[Stored items from a collection]
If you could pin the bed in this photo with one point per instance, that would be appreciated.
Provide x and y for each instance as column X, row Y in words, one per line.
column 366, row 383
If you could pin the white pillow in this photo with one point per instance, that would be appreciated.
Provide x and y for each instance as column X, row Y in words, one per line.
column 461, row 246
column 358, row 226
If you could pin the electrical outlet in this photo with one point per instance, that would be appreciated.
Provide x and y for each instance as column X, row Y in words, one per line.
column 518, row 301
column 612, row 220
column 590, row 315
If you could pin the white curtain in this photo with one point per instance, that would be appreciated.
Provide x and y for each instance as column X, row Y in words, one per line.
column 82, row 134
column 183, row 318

What is asked:
Rewrite all of the data above as a numbered list with one line per item, leaving out any blank lines.

Solution:
1. If you could pin the bed in this photo with one point per instance, that would be appreciated.
2. Provide x and y for each instance as column X, row Y in words, one per line.
3. column 366, row 383
4. If you could pin the white pillow in this photo with one point per instance, that would be appreciated.
5. Provide x and y for each instance as column X, row Y in words, one per line.
6. column 461, row 246
7. column 358, row 226
8. If you could pin the electrical outlet in this photo with one point per instance, that would be appreciated.
9. Provide x and y for each instance as column X, row Y in words, one per line.
10. column 518, row 301
11. column 612, row 220
12. column 590, row 315
13. If you could pin the white curtain in this photo with one point per instance, that would be appreciated.
14. Provide x and y for each instance as column X, row Y in words, one per line.
15. column 82, row 134
16. column 183, row 318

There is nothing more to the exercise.